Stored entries
########

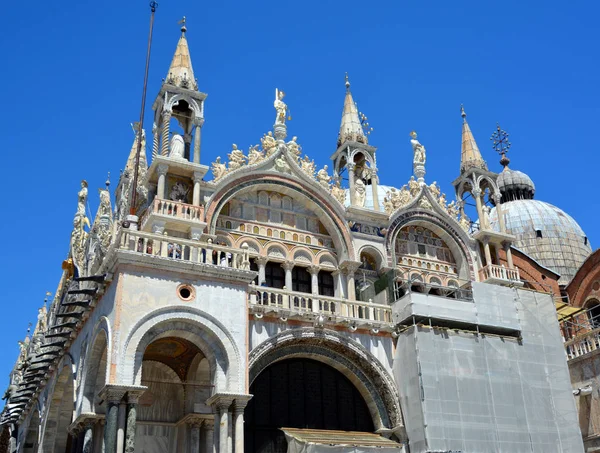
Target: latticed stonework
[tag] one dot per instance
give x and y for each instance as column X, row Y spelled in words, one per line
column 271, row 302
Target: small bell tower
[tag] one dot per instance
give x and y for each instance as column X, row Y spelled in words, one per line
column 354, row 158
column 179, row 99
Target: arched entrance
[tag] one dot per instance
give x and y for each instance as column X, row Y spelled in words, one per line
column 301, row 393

########

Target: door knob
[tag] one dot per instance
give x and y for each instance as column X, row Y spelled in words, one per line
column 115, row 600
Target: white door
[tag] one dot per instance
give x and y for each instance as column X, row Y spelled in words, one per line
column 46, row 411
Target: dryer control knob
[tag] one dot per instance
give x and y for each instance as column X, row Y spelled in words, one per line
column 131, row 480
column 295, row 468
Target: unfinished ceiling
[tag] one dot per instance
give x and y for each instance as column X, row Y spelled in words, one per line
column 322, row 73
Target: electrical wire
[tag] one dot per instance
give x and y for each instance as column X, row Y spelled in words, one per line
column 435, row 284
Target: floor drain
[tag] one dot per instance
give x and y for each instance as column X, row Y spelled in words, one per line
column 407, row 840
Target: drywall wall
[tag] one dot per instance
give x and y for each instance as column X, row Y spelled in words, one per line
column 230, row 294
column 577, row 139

########

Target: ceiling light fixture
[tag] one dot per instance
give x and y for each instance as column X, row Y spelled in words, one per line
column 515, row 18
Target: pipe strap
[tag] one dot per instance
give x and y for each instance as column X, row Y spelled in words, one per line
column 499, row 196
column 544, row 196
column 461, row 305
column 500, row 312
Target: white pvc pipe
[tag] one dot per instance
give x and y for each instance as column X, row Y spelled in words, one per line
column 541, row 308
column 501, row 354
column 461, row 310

########

• **GIVEN PROBLEM**: Copy out again, word for word, the lines of the material starting at the line containing "Target: white pvc pipe" and ending at the line containing "column 461, row 310", with both of those lines included.

• **FINISHED TASK**:
Target: white pvc pipe
[tag] one dot per instance
give x and y for each instance as column X, row Y spelled in words, one per line
column 541, row 308
column 501, row 354
column 461, row 310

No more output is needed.